WRITTEN EXERCISE: Locate each line below that contains the string "surface", matching case, and copy those lines in full.

Recorded data
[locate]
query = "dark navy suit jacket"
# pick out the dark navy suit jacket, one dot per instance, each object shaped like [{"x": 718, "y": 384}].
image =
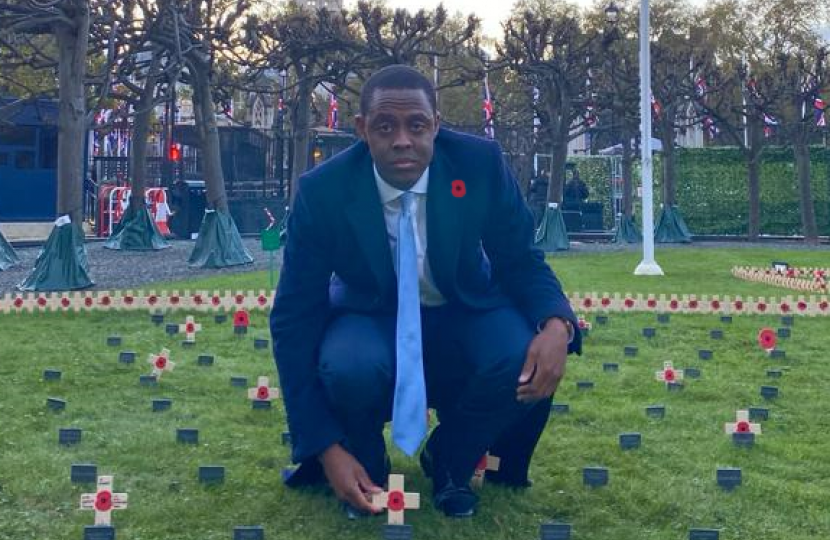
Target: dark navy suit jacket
[{"x": 480, "y": 249}]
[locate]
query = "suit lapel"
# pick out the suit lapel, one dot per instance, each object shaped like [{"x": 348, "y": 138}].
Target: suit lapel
[
  {"x": 445, "y": 222},
  {"x": 365, "y": 214}
]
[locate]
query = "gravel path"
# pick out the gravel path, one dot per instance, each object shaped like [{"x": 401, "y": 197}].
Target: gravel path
[
  {"x": 111, "y": 269},
  {"x": 116, "y": 269}
]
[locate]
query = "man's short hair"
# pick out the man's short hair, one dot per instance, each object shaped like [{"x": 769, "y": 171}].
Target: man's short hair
[{"x": 397, "y": 77}]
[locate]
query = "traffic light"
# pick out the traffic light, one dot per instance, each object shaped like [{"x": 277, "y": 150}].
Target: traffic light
[{"x": 175, "y": 152}]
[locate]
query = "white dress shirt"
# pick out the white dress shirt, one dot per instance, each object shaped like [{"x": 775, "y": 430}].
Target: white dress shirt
[{"x": 390, "y": 198}]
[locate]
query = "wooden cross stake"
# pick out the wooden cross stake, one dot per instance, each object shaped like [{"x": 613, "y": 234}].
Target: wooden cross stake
[
  {"x": 396, "y": 500},
  {"x": 189, "y": 329},
  {"x": 104, "y": 501},
  {"x": 742, "y": 424},
  {"x": 486, "y": 463},
  {"x": 161, "y": 363}
]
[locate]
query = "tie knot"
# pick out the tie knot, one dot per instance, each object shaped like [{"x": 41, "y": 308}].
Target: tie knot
[{"x": 406, "y": 202}]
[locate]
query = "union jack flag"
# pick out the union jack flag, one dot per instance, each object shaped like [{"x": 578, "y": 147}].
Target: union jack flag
[
  {"x": 487, "y": 108},
  {"x": 331, "y": 123}
]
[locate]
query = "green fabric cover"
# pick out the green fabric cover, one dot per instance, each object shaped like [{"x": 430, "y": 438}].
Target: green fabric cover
[
  {"x": 62, "y": 264},
  {"x": 551, "y": 234},
  {"x": 671, "y": 227},
  {"x": 136, "y": 232},
  {"x": 628, "y": 232},
  {"x": 219, "y": 243},
  {"x": 8, "y": 257}
]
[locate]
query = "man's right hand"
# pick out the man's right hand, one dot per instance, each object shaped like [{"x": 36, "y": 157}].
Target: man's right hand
[{"x": 348, "y": 479}]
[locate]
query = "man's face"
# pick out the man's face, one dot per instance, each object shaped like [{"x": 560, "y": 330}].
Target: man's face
[{"x": 400, "y": 129}]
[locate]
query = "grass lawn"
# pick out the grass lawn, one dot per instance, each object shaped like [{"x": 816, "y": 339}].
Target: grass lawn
[
  {"x": 657, "y": 492},
  {"x": 688, "y": 270}
]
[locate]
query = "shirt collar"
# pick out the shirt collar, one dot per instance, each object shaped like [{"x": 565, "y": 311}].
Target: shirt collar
[{"x": 389, "y": 193}]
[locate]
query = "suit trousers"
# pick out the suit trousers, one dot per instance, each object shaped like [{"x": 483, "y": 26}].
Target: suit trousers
[{"x": 472, "y": 362}]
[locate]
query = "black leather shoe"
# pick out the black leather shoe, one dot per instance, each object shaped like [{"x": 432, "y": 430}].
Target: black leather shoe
[{"x": 455, "y": 501}]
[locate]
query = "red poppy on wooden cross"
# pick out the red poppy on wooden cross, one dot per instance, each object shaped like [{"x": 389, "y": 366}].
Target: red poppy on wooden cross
[
  {"x": 767, "y": 339},
  {"x": 486, "y": 463},
  {"x": 189, "y": 328},
  {"x": 161, "y": 363},
  {"x": 396, "y": 500},
  {"x": 742, "y": 424},
  {"x": 669, "y": 374},
  {"x": 104, "y": 501},
  {"x": 262, "y": 392}
]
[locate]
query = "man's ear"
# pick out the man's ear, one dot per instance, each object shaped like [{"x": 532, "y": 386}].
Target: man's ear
[{"x": 360, "y": 126}]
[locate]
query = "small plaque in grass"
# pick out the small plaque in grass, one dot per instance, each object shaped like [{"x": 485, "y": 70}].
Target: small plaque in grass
[
  {"x": 260, "y": 405},
  {"x": 56, "y": 404},
  {"x": 99, "y": 532},
  {"x": 595, "y": 476},
  {"x": 83, "y": 473},
  {"x": 692, "y": 373},
  {"x": 187, "y": 436},
  {"x": 729, "y": 478},
  {"x": 560, "y": 408},
  {"x": 555, "y": 531},
  {"x": 249, "y": 533},
  {"x": 769, "y": 392},
  {"x": 630, "y": 441},
  {"x": 397, "y": 532},
  {"x": 211, "y": 474},
  {"x": 704, "y": 534},
  {"x": 161, "y": 405},
  {"x": 758, "y": 413},
  {"x": 656, "y": 411},
  {"x": 69, "y": 436},
  {"x": 743, "y": 439}
]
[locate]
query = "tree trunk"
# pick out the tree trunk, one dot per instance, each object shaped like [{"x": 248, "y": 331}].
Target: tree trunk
[
  {"x": 808, "y": 213},
  {"x": 302, "y": 129},
  {"x": 217, "y": 198},
  {"x": 138, "y": 152},
  {"x": 668, "y": 160},
  {"x": 628, "y": 171},
  {"x": 72, "y": 46},
  {"x": 753, "y": 153}
]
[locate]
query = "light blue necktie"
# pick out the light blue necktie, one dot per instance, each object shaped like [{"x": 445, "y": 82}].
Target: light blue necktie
[{"x": 409, "y": 413}]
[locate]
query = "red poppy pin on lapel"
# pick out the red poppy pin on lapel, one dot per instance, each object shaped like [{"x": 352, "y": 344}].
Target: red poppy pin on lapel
[{"x": 459, "y": 189}]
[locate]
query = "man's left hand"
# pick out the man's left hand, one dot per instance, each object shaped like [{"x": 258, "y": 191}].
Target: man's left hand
[{"x": 545, "y": 364}]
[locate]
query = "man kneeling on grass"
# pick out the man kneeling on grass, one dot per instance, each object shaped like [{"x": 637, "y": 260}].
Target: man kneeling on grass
[{"x": 410, "y": 280}]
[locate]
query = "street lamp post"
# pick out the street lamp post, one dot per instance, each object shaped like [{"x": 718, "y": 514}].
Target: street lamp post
[{"x": 648, "y": 266}]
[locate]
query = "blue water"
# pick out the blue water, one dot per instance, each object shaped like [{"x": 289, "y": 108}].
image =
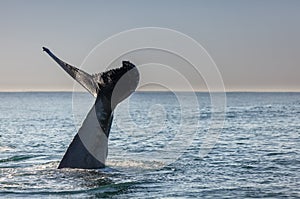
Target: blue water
[{"x": 257, "y": 153}]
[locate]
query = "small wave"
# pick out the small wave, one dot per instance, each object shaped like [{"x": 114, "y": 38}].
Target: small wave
[
  {"x": 5, "y": 148},
  {"x": 106, "y": 190}
]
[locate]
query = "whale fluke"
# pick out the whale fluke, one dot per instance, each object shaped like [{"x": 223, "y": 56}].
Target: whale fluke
[{"x": 88, "y": 150}]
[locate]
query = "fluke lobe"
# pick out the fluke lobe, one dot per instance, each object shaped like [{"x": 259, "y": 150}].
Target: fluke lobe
[{"x": 88, "y": 150}]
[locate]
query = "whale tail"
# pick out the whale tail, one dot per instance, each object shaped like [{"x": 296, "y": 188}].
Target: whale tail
[{"x": 88, "y": 149}]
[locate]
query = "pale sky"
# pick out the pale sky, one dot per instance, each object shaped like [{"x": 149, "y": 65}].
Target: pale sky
[{"x": 254, "y": 43}]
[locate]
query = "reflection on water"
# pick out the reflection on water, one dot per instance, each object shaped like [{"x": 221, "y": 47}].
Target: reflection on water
[{"x": 257, "y": 154}]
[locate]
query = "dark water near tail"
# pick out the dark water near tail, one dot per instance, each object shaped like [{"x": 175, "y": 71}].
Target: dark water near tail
[{"x": 256, "y": 155}]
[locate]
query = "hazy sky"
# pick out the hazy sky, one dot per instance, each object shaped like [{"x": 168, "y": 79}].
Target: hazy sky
[{"x": 255, "y": 44}]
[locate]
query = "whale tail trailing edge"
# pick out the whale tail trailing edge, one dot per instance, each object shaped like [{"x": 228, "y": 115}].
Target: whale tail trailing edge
[
  {"x": 83, "y": 78},
  {"x": 88, "y": 150}
]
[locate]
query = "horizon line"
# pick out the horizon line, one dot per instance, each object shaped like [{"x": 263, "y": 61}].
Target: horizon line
[{"x": 197, "y": 91}]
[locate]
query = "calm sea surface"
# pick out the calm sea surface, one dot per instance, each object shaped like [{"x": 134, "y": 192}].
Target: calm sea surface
[{"x": 154, "y": 147}]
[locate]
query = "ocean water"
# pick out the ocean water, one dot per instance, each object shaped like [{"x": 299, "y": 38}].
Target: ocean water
[{"x": 256, "y": 155}]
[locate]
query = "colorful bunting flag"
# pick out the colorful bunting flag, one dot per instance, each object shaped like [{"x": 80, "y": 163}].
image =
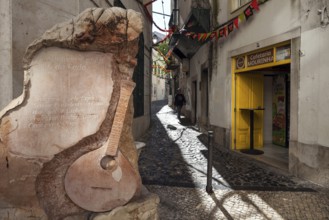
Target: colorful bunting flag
[
  {"x": 242, "y": 18},
  {"x": 248, "y": 12},
  {"x": 254, "y": 5},
  {"x": 225, "y": 30},
  {"x": 236, "y": 22},
  {"x": 222, "y": 32},
  {"x": 230, "y": 27},
  {"x": 213, "y": 35}
]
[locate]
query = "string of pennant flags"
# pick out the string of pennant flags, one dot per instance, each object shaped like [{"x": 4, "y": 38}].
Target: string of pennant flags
[
  {"x": 223, "y": 30},
  {"x": 228, "y": 27}
]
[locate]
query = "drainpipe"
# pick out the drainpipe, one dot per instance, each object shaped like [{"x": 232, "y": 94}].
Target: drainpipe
[{"x": 176, "y": 14}]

ANSWER TO THIS PROBLEM:
query = "calm sea surface"
# pick out the calm sea surface, one dot per instance, each object shaped like [{"x": 134, "y": 192}].
Target: calm sea surface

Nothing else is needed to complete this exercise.